**Exercise passage**
Following the tragic and untimely deaths of two young people at the Defqon music festival last weekend, it is now absolutely crucial that Australia comes to the party and supports pill testing at recreational events. Do not be mistaken: Pill testing is not condoning or encouraging illicit drug use, it is simply a means of harm reduction.
So, what is pill testing?
Pill testing is service that allows individuals to anonymously hand in their drugs to be tested before consumption. The test will provide information on the ingredients used to manufacture the drug. Once the substances are tested and the potential user is informed as to the contents, it is then the choice of the individual whether they discard it in the lab, or leave with it.
The need for such testing is because illicit drugs are not controlled or regulated, which essentially means that the manufacturers of the drugs do not need to adhere to production standards. This has resulted in drugs being cut up using rat poison, household bleach and other toxic ingredients.
In addition to sample testing, pill testing organisations also provide education and information to potential users. When the individuals present to have their pills tested, they are informed of the dangers of drug use and the consequences that can follow as well as being provided with a chemical breakdown of what they purchased.

**Exercise 1**
Update the pill testing passage from "Pill testing is service" down to "leave with it.", putting "laboratory" in place of "lab".
**Exercise 2**
Carry the pill testing passage on from its final sentence.
The lines play no part in this.

**Data provided**
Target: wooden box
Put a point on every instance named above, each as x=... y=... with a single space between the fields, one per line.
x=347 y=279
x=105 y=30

**Response box 1**
Pill testing is service that allows individuals to anonymously hand in their drugs to be tested before consumption. The test will provide information on the ingredients used to manufacture the drug. Once the substances are tested and the potential user is informed as to the contents, it is then the choice of the individual whether they discard it in the laboratory, or leave with it.

**Response box 2**
Canberra trialled the pill testing service in April this year at the ‘Groovin the Moo Festival’. A total of 85 substances were tested, of which some contained highly toxic chemicals, including N-Ethylpentylone – which has been the cause of mass overdoses worldwide. The party goers who had purchased the pills containing N-Ethylpentylone wisely chose to dispose of the pills immediately, avoiding a potentially tragic ending to their day and lives.
What we should do?
NSW Premier, Ms Gladys Berejiklian vows to close down the Defqon festival as a knee jerk reaction to the two deaths. Gladys claims that pill testing is not the answer. We respectfully disagree! The reality is, if the Defqon festival is banned, the drugs that would have been consumed there, will be consumed elsewhere. Threatening to ban the festival may sound in good political acumen that resonates with the ‘war on drug’ mantra in the electorate, but unless meaningful change is implemented (such as pill testing) we will continue to see the number of deaths increase in the years to come.